#  > 【巍峨峻山】 公告服務區 >  > 意見箱 >  > [意見] 會員文章含有惡意的處罰討論 (7/24)

## 狼王白牙

通常意見箱都只是讓會員對管理者反映系統問題或建議用的
不過, 偶爾也有管理上的意見, 或許可以給大家討論

事情是這樣的

今天我處罰了一個會員, 禁止發文 72 小時附帶 500 元樂園幣的罰款
原因是他今天連續灌水三篇一行文, 在會員交流照片的版
內容多只有 


> 頭髮很帥





> 其實還好耶...


並且其中一篇使用了這張圖片
http://wolfbbs.net/imagehost/uploads2/826d2b2589.jpg

我的理由是上面這張帶有人身攻擊意味, 使用漫畫人物講出下流字樣 
不是以圖代文就不會違反版規, 以及在會員交流照片的版使用這種語言是一種傷害

然而處罰這麼重不是沒有其他原因的

因為他還有另外兩篇違反謾罵的文章並加上警示的文章 
主題分別在 
http://wolfbbs.net/viewtopic.php?p=301345#301345 
(指稱很多台灣人無知)

資料摘錄:
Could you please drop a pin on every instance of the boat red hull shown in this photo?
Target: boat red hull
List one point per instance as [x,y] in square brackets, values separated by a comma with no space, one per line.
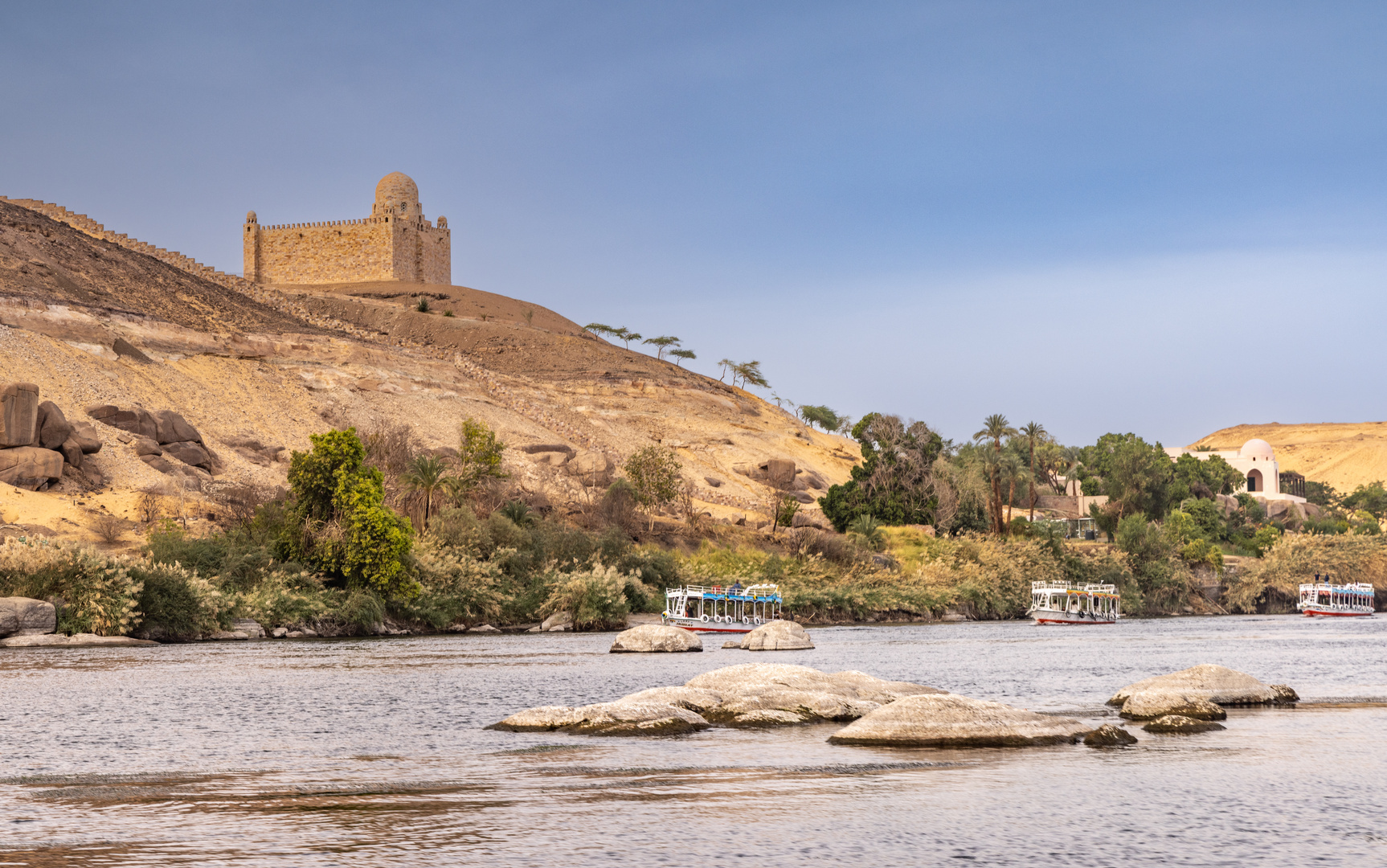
[1311,613]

任務目標: 請逐字抄錄這篇會員處罰討論文中從「我的理由是上面這張帶有人身攻擊意味, 使用漫畫人物講出下流字樣」開始、到「(指稱很多台灣人無知)」結束的部分。

正確結果:
我的理由是上面這張帶有人身攻擊意味, 使用漫畫人物講出下流字樣 
不是以圖代文就不會違反版規, 以及在會員交流照片的版使用這種語言是一種傷害

然而處罰這麼重不是沒有其他原因的

因為他還有另外兩篇違反謾罵的文章並加上警示的文章 
主題分別在 
http://wolfbbs.net/viewtopic.php?p=301345#301345 
(指稱很多台灣人無知)